The following is a reprint of our review from Sundance.
The comedy style that Tim Heidecker and Eric Wareheim have perfected over five years on their completely bizarre Cartoon Network sketch comedy series "Tim and Eric, Awesome Show Great Job!" goes something like this: they dress up in funny outfits, get a bunch of celebrities (including Ben Stiller, Jonah Hill, Michael Cera, Ted Danson, and Zach Galifianakis) to do the same, layer on screechy or slurpy sound effects, liberally punctuate with lots of screaming or crying, round out the cast with actors that look like they're either homeless or have been rescued from an insane asylum, and edit the entire thing like it's from some psychedelic version of a 1980s cable access channel. One of the assets of the show was that the episodes were only fifteen minutes long, so if you were disturbed, by, say, Will Ferrell playing a man named Donald Mahanahan who owns a Child Clown Outlet ("I'm a clown breeder, it's in my blood, it's in my balls!"), you at the very least knew it would be over soon. With "Tim and Eric's Billion Dollar Movie," a feature-length continuation of the television series, there is no escape. Make no mistake, it's endlessly weird (occasionally to an off-putting degree), but its adherence to some narrative conventions, coupled with its gentle surrealism, especially on a larger scale, allows it to come across as oddly charming.

- Available data:
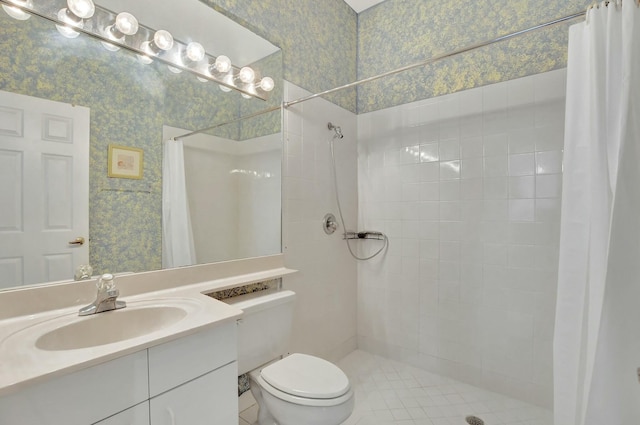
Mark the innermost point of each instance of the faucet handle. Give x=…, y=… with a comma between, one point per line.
x=105, y=283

- Objective:
Copy the review of "Tim and Eric's Billion Dollar Movie" above word for word, from its opening line through its final sentence.

- Complete output:
The following is a reprint of our review from Sundance.
The comedy style that Tim Heidecker and Eric Wareheim have perfected over five years on their completely bizarre Cartoon Network sketch comedy series "Tim and Eric, Awesome Show Great Job!" goes something like this: they dress up in funny outfits, get a bunch of celebrities (including Ben Stiller, Jonah Hill, Michael Cera, Ted Danson, and Zach Galifianakis) to do the same, layer on screechy or slurpy sound effects, liberally punctuate with lots of screaming or crying, round out the cast with actors that look like they're either homeless or have been rescued from an insane asylum, and edit the entire thing like it's from some psychedelic version of a 1980s cable access channel. One of the assets of the show was that the episodes were only fifteen minutes long, so if you were disturbed, by, say, Will Ferrell playing a man named Donald Mahanahan who owns a Child Clown Outlet ("I'm a clown breeder, it's in my blood, it's in my balls!"), you at the very least knew it would be over soon. With "Tim and Eric's Billion Dollar Movie," a feature-length continuation of the television series, there is no escape. Make no mistake, it's endlessly weird (occasionally to an off-putting degree), but its adherence to some narrative conventions, coupled with its gentle surrealism, especially on a larger scale, allows it to come across as oddly charming.